● Kutipan Teks:
· · ·
Senin, 23 April 2012

Copy time !!


Well, lo gak salah baca dan gue gak salah nulis juga kok soal judul di atas hehe.. Maksud gue emang bener-bener "Copy time" dan bukan "Coffee time" haha.. Oke, singkat aja, kenapa gue kasih judul gitu, gue mengaku kalau gue baru aja posting tiga entri baru yang semuanya adalah hasil copy-paste haha.. Eh tapi jangan salah sangka dulu karena semuanya juga tulisan gue (hebat kan, copy-paste tulisan gue sendiri? Haha)..

Intinya, gue mulai ngerasa kalau situs sosial yang kita sebut-sebut "buku muka" itu mulai sepi, dan gue udah terlanjur punya banyak note-note berharga (LOL) di sana, jadi gue putuskan untuk meng-copy-paste sebagian tulisan-tulisan gue ke blog ini, Adhenoid Lifespot ini.. :D

Yak, selamat membaca tulisan-tulisan gue hasil copy-paste dari "buku muka" gue sendiri.. :D Maaf gue gak nulisin source tulisannya di masing-masing postingan, karena menurut gue gak penting dan gak dosa.. Ya kan? Self-plagiarism gak dosa kan? Hahaha..
· · ·
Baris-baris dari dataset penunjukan
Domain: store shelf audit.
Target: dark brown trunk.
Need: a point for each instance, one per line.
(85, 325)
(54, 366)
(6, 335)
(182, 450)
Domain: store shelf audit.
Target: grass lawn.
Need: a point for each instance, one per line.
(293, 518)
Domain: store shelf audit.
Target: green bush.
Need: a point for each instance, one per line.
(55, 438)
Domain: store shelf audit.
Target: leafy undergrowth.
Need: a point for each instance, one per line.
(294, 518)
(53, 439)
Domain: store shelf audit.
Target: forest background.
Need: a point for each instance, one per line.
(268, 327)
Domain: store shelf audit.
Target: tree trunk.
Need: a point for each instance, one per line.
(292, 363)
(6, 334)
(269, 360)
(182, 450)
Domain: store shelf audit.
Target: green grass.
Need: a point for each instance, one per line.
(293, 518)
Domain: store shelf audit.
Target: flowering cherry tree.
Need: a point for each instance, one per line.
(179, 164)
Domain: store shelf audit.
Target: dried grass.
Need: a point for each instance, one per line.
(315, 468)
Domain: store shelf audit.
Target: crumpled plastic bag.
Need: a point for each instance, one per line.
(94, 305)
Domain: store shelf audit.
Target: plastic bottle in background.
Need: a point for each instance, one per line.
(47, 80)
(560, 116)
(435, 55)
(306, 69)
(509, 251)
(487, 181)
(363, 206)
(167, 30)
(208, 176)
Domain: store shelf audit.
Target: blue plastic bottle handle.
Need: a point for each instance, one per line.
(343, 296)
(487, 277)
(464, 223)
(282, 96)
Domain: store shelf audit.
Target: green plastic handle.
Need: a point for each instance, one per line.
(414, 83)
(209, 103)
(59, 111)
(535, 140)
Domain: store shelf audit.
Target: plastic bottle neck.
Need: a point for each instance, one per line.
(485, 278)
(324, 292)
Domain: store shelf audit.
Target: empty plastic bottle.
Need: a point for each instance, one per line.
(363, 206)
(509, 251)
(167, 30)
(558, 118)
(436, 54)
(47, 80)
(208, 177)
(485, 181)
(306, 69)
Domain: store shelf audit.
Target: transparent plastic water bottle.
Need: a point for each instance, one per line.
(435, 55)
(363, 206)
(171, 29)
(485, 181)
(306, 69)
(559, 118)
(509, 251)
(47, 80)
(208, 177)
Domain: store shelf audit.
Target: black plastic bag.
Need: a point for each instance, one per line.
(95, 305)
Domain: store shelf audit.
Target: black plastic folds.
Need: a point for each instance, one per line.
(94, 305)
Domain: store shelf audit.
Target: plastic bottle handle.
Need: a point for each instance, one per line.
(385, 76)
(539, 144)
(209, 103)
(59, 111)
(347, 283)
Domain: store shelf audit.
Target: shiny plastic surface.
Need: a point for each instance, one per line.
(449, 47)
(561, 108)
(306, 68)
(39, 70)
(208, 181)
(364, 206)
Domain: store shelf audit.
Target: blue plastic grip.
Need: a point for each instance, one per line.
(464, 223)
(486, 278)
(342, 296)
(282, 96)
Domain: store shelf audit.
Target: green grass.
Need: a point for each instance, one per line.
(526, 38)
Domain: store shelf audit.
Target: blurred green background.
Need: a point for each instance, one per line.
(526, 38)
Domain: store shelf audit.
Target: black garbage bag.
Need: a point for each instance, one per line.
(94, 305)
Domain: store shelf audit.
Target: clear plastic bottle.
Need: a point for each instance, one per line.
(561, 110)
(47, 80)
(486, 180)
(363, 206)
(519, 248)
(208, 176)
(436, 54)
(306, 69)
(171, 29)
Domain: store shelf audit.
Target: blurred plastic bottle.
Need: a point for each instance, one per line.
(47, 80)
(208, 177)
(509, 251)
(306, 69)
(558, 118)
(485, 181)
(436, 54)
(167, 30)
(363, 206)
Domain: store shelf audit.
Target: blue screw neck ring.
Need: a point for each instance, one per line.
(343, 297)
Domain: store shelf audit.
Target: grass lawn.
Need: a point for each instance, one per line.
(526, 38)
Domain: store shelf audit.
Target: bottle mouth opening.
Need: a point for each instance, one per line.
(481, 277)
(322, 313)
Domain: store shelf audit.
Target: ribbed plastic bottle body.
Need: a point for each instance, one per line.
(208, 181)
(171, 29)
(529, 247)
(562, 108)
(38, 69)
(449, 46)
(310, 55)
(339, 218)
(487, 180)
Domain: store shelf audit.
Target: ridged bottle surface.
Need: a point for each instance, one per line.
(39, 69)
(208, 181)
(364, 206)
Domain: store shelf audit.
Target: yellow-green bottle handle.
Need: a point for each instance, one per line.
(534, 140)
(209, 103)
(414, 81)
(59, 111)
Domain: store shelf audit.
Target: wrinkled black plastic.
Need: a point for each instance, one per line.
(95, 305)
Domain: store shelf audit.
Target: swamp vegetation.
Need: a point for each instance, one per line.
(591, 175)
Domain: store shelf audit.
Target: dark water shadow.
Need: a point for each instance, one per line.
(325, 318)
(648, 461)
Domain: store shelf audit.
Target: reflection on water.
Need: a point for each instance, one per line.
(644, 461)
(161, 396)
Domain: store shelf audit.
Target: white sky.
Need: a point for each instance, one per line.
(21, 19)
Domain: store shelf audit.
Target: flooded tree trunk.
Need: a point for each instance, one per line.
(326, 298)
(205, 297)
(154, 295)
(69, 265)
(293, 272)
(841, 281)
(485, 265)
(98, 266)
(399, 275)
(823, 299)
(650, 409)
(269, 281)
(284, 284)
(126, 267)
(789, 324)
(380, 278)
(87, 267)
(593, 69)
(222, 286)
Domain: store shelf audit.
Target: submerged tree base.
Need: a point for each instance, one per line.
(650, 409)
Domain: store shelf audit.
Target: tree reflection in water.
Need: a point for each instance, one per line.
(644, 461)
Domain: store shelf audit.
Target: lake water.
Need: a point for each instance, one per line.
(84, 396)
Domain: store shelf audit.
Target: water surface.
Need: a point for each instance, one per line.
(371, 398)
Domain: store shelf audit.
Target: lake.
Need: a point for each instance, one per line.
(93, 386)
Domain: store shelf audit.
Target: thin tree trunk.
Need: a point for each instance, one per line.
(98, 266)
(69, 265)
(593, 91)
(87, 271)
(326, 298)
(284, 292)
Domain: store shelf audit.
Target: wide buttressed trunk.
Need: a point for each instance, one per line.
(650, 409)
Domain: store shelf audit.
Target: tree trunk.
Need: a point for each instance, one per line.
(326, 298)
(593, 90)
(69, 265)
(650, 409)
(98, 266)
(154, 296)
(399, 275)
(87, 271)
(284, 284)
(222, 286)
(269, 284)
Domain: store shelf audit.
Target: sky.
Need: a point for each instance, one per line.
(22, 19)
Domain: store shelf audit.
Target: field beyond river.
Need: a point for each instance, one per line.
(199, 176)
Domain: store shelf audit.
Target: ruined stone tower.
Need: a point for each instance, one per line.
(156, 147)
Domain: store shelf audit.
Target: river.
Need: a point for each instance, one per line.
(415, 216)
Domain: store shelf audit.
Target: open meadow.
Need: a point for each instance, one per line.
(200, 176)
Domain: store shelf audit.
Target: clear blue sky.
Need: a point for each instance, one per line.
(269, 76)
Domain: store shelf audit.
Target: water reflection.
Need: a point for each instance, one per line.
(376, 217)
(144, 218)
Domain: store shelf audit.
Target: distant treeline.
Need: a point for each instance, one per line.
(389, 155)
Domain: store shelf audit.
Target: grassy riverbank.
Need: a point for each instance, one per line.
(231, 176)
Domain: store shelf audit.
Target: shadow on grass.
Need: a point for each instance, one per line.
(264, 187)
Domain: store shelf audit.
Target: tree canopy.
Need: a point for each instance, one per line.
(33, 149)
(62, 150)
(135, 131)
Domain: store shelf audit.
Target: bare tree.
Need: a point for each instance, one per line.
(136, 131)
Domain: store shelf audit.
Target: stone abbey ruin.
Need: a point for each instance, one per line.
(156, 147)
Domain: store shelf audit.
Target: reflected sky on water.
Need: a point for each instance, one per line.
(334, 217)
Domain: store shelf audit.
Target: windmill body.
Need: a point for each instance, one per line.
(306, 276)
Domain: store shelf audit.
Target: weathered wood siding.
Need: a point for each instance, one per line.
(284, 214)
· · ·
● Deskripsi Tugas: Salin dengan tepat bagian kutipan teks yang diawali "Copy time !!" dan berlanjut hingga "gue sendiri? Haha)..".

● Hasil Akhir:
Copy time !!


Well, lo gak salah baca dan gue gak salah nulis juga kok soal judul di atas hehe.. Maksud gue emang bener-bener "Copy time" dan bukan "Coffee time" haha.. Oke, singkat aja, kenapa gue kasih judul gitu, gue mengaku kalau gue baru aja posting tiga entri baru yang semuanya adalah hasil copy-paste haha.. Eh tapi jangan salah sangka dulu karena semuanya juga tulisan gue (hebat kan, copy-paste tulisan gue sendiri? Haha)..